> _DOCUMENT SEGMENT_:
○ ○ ○

Make or break decisions

Reflecting on yesterday’s post about logic bullying, I found myself questioning what gets me so charged up during such interactions. I most often don’t go in with an agenda to change anybody’s mind, so what accounts for the passion I work myself up to in a matter of minutes?

I realised that one key thing that spikes up my blood pressure during such disagreements is the narrowed view I get, as a result of the time and energy I have invested already in the back-and-forth arguments, that this decision is a make-or-break one. When in reality, barring a few instances in life, most of our decisions are not irrevocably life altering.

At such times, I have found that taking a step back and viewing the impact of the event relative to the sum of a person’s enter life experiences, calms me down almost instantly. Second, human beings have been proven to be bad at estimating the effects of their decisions on their future. We usually only see the benefits and fallouts from that one aspect of the decision, not the whole entourage that comes before, after or along with it. Also, I have come to realize that while we try to control what we can in life, there is a far bigger part that we can’t. Finally, from personal experience I know that in the long run, I have benefitted far more from my wrong decisions than I have from the right ones. The former teaches us lessons that we otherwise wouldn’t probably learn. So, why do I assume that it won’t be the same for others too?

The next time I get worked up in the process of convincing someone to not take a wrong decision, I will take a step back and ask myself: Is this really a make or break decision?

Don’t be a logic bully

I heard this term from organizational psychologist, Adam Grant. It is when someone throws a bunch of rational arguments to scare you enough to take what they think is the better decision in a situation. This is a misguided, however well intentioned, approach where they try to get you to arrive at the same conclusion as they did.

I am one of the people who is often guilty of this. What I really want to be is a guiding force to help the person make a well informed decision. Instead what I end up doing is beat them over the head with facts and figures and intimidate them enough to feel paralyzed and sorry that they asked me in the first place. They feel alienated and become warier of seeking my advice in the future. So I end up with the absolute opposite of what I wanted to achieve.

I have realized what helps instead, is to ask them to walk through their thoughts and rationale. Often when they are doing it, they will themselves acknowledge gaps in their planning. I could then present my thoughts and play devil’s advocate if needed. There is also the chance that they might show me a perspective that I had not even considered. Even if we end up disagreeing and they take a decision that I think could be wrong, I believe both parties still come out more enriched for having had the experience. We are each aware of a broader perspective, our bond of trust has strengthened and it could be a lesson in understanding how and why someone has a differing viewpoint – knowledge that we can harness to bridge the gap in future communications.

○ ○ ○

> _GIVEN RECORDS_:
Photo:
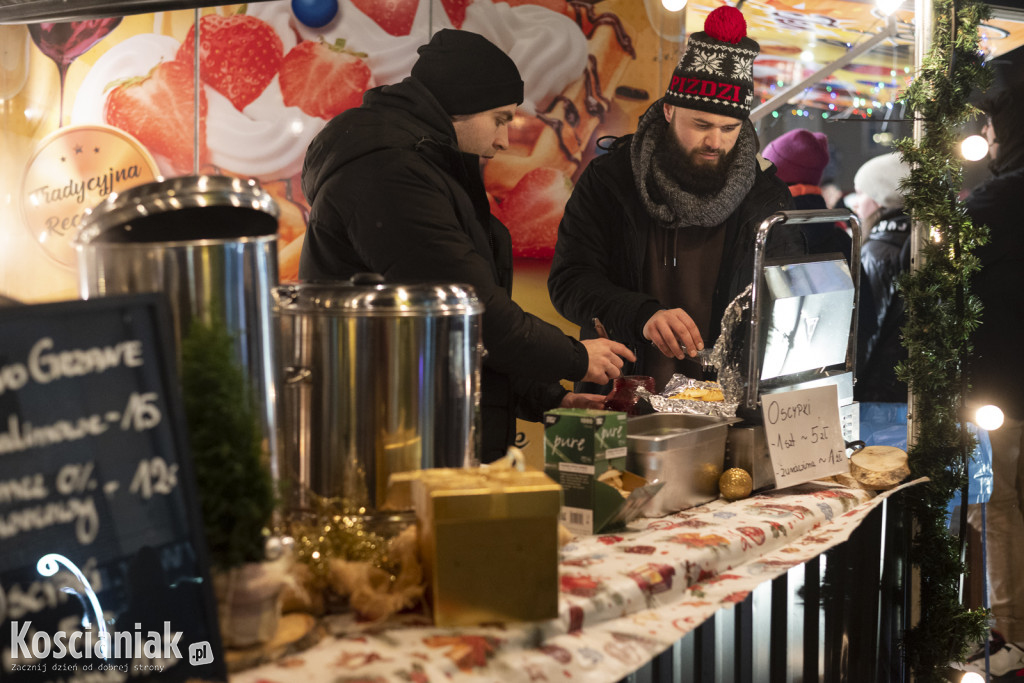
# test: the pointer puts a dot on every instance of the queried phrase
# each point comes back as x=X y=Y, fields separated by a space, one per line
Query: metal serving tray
x=686 y=452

○ ○ ○

> _TASKS TO PERFORM_:
#1 Quote the blog text on decisions and logic bullying, starting at "Don’t be a logic bully" and ending at "as they did.".
#2 Extend the blog text on decisions and logic bullying from its last sentence.
The lines have no connection to the blog text on decisions and logic bullying.

> _THE RESPONSES_:
#1
Don’t be a logic bully

I heard this term from organizational psychologist, Adam Grant. It is when someone throws a bunch of rational arguments to scare you enough to take what they think is the better decision in a situation. This is a misguided, however well intentioned, approach where they try to get you to arrive at the same conclusion as they did.

#2
This is more of a reminder to myself. Don’t be a logic bully.

Parts of a whole

I was listening to the song Bharat from the movie Manikarnika – The Queen of Jhansi. It is composed by the dynamic troupe Shankar-Ehsaan-Loy, penned by Prasoon Jhoshi and sung in the dulcet tones of Shankar Mahadevan. My attention was seized by the first two lyrics that also form the chorus.

देश से है प्यार तो हर पल ये कहना चाहिए
मैं रहूँ या ना रहूँ, भारत ये रहना चाहिए

The lines translate to the following meaning.

If you love your country, then it should be said every moment
Whether I live or die, India should remain

These words capture the driving force behind every long-term movement, be it the fight for freedom, democratic protests against authoritarianism or a campaign to battle climate change. The people who lead and participate in these movements are guided by ideals bigger than any single person or group. They recognise the value of the whole over the individual. How else can they fight for something at risk to their own lives, depriving themselves of simple personal comforts, standing up to forces far stronger than their own, knowing all the while that their dreams may not be realised in their own lifetimes?

These contemplations tied together with another sonnet I read today, this time written by a 13th century Persian poet Sa’adi, whose words are woven into a tapestry that adorns the UN General Assembly hall.

Human beings are members of a whole
In creation of one essence and soul

Processes and Chinese Whisper

When any organization starts to grow, processes are inevitable. That is the only way to scale the team efficiently and continue to spend time on the important stuff. But with the advent of processes, comes the real danger of viewing the world through colored glasses. There are now multiple layers of abstraction between you and the situation on the ground. Every time a piece of information passes through another layer, it gets filtered further. And so, you find yourself in a real-life version of Chinese Whisper where the final version of the data bears little resemblance to the intention behind the original.

This is not because of willful manipulation by anyone. It is just the fallible nature of how we humans communicate. We add, remove and modify context based on our own experience and understanding. Some obfuscation is unavaoidable but there are some ways we can reduce the extent of it.

  • Define clear values for the organization. These are principles meant to guide and should not be confused with processes. They need to be reiterated and their meaning constantly diversified to fit changing times. A marker of a good value is one which doesn’t need to change but only expand in meaning with the passage of time.
  • Every time a process is introduced, talk about the intention behind it before laying out the metrics it is measured by. This is a very common pitfall that can lead a team to subconsciously alter the process so as to reach the target but at the cost of defeating the original purpose. For instance, downgrading the priority of an issue in order to meet SLA requirements, when in reality, we should be evaluating why the SLA breach happened, fix the root cause of the issue and put necessary systems in place to help the team meet the SLA.
  • As we go higher up the ladder, the more important it becomes to have a group of people who will tell us the honest truth. And the foundation for this is an open blameless environment. This is one of the hardest things to achieve.
  • Never get complacent with our own sense of morality. When you stop questioning yourself on ethical dilemmas, that is when you slowly start wearing blinkers.
  • And finally, the seed that drives all these steps – a profound wish to better oneself each day after day.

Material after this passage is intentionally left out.